**What is asked**
Reproduce this listing in full.

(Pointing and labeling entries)

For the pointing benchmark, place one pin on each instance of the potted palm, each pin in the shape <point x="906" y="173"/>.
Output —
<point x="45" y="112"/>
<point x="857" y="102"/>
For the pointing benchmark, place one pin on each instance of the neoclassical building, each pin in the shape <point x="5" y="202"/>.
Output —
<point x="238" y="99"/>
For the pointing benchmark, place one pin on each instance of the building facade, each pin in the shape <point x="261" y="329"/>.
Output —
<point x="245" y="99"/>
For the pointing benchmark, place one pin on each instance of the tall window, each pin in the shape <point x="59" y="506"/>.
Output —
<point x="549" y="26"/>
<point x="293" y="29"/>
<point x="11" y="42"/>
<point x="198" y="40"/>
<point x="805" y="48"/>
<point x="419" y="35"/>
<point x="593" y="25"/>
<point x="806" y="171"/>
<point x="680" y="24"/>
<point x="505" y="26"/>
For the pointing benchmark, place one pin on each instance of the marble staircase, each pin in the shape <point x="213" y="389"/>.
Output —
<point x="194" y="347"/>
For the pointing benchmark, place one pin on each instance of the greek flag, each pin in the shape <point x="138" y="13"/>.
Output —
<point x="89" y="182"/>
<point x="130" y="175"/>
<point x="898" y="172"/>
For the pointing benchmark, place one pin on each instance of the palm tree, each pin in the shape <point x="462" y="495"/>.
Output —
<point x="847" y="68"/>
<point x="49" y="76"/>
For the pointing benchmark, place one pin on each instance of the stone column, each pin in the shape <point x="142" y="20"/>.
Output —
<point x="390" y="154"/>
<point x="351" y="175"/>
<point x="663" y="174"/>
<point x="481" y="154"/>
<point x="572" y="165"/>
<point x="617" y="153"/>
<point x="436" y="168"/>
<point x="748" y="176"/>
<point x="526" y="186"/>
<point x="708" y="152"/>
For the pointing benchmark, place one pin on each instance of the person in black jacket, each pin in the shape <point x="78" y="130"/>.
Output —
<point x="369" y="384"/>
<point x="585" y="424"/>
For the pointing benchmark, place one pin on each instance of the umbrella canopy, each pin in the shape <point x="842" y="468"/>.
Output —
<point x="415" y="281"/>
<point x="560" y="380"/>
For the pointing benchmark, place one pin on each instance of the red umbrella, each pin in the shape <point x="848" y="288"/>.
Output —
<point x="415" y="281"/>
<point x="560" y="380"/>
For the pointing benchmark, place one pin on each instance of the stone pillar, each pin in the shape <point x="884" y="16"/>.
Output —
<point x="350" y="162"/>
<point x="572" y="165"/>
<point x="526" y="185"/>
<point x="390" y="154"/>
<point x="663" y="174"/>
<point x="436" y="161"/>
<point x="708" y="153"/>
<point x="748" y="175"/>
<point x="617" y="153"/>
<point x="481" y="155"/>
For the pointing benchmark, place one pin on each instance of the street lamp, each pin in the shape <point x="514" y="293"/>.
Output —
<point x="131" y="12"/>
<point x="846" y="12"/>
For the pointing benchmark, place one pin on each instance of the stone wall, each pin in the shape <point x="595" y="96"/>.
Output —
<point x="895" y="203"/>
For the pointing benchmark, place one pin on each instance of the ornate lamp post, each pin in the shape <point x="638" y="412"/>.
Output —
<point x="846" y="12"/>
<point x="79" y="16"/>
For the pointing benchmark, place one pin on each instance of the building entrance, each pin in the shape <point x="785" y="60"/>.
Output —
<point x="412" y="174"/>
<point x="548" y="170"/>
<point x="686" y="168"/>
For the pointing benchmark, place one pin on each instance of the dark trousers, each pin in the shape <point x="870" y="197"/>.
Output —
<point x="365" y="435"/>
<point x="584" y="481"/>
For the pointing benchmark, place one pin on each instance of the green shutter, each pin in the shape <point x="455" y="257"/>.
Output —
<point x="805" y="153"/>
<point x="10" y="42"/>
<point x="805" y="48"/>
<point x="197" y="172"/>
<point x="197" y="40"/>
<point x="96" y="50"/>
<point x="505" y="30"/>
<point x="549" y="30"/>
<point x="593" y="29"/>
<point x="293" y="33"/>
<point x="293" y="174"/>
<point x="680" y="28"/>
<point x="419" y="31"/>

**Reply to the exercise**
For the pointing benchmark, place one pin on each instance of the potted palm, each pin in the shape <point x="906" y="173"/>.
Output —
<point x="45" y="112"/>
<point x="857" y="102"/>
For the pointing benchmark, place one pin on each instance of the neoclassical building, each pin in the shape <point x="5" y="202"/>.
Output —
<point x="238" y="99"/>
For the pointing benchmark, place one pin on each instance of the building facade, each pin in the shape <point x="261" y="329"/>.
Output —
<point x="245" y="99"/>
For the pointing benchmark, place one pin on each instance of the tall window, each pin in the shape <point x="59" y="506"/>.
Output —
<point x="549" y="26"/>
<point x="293" y="29"/>
<point x="11" y="42"/>
<point x="198" y="40"/>
<point x="805" y="48"/>
<point x="419" y="35"/>
<point x="593" y="25"/>
<point x="806" y="171"/>
<point x="680" y="24"/>
<point x="505" y="26"/>
For the pointing benchmark, place one pin on each instance of the marble staircase, each pin in the shape <point x="213" y="389"/>.
Output —
<point x="194" y="347"/>
For the pointing benchmark, place one pin on each instance of the greek flag, each pin in the shape <point x="138" y="13"/>.
Output —
<point x="89" y="182"/>
<point x="130" y="175"/>
<point x="898" y="172"/>
For the pointing benchmark, place one pin on each instance of the palm tree, each pin in the shape <point x="462" y="495"/>.
Output —
<point x="847" y="68"/>
<point x="49" y="76"/>
For the pointing benchmark, place one pin on each instance of the stone column, each pin in the shape <point x="142" y="20"/>.
Output —
<point x="390" y="154"/>
<point x="351" y="175"/>
<point x="663" y="174"/>
<point x="481" y="154"/>
<point x="572" y="165"/>
<point x="617" y="153"/>
<point x="436" y="168"/>
<point x="748" y="176"/>
<point x="526" y="186"/>
<point x="708" y="152"/>
For the pointing benchmark, place one pin on each instance of the person in black jacket, each pin in the shape <point x="78" y="130"/>.
Output —
<point x="369" y="384"/>
<point x="585" y="424"/>
For the pointing benchmark, place one pin on each instance of the umbrella canopy, each pin in the shape <point x="842" y="468"/>.
Output —
<point x="415" y="281"/>
<point x="560" y="380"/>
For the pointing benchmark, place one pin on each instance of the red umbrella, each pin in the shape <point x="848" y="288"/>.
Output —
<point x="415" y="281"/>
<point x="560" y="380"/>
For the pointing benchmark, place one pin on each instance of the stone pillar, each pin in the shape <point x="884" y="16"/>.
Output —
<point x="350" y="162"/>
<point x="572" y="165"/>
<point x="526" y="185"/>
<point x="390" y="154"/>
<point x="663" y="174"/>
<point x="436" y="161"/>
<point x="708" y="153"/>
<point x="748" y="175"/>
<point x="617" y="153"/>
<point x="481" y="155"/>
For the pointing benchmark, place one pin on each instance of the street lamp, each pin in the shape <point x="514" y="293"/>.
Output —
<point x="131" y="12"/>
<point x="846" y="12"/>
For the pointing benchmark, place one pin on each instance of the stone wall, each pin in the shape <point x="595" y="96"/>.
Output —
<point x="895" y="203"/>
For the pointing benchmark, place one pin on each instance of the ornate lamp post, each pin in the shape <point x="638" y="412"/>.
Output —
<point x="846" y="12"/>
<point x="79" y="16"/>
For the pointing benchmark, place one pin on each instance of the building entrance, each pin in the shape <point x="785" y="60"/>.
Output —
<point x="412" y="174"/>
<point x="548" y="170"/>
<point x="686" y="168"/>
For the pointing benchmark, place one pin on each instance of the dark trousers, each pin in the shape <point x="870" y="197"/>.
Output —
<point x="365" y="435"/>
<point x="584" y="481"/>
For the pointing benchmark, place one pin on each instance of the green shutter, each pin in the shape <point x="455" y="257"/>.
Output —
<point x="805" y="153"/>
<point x="10" y="42"/>
<point x="805" y="48"/>
<point x="197" y="172"/>
<point x="197" y="40"/>
<point x="96" y="50"/>
<point x="505" y="30"/>
<point x="549" y="30"/>
<point x="593" y="29"/>
<point x="293" y="33"/>
<point x="293" y="174"/>
<point x="680" y="28"/>
<point x="419" y="31"/>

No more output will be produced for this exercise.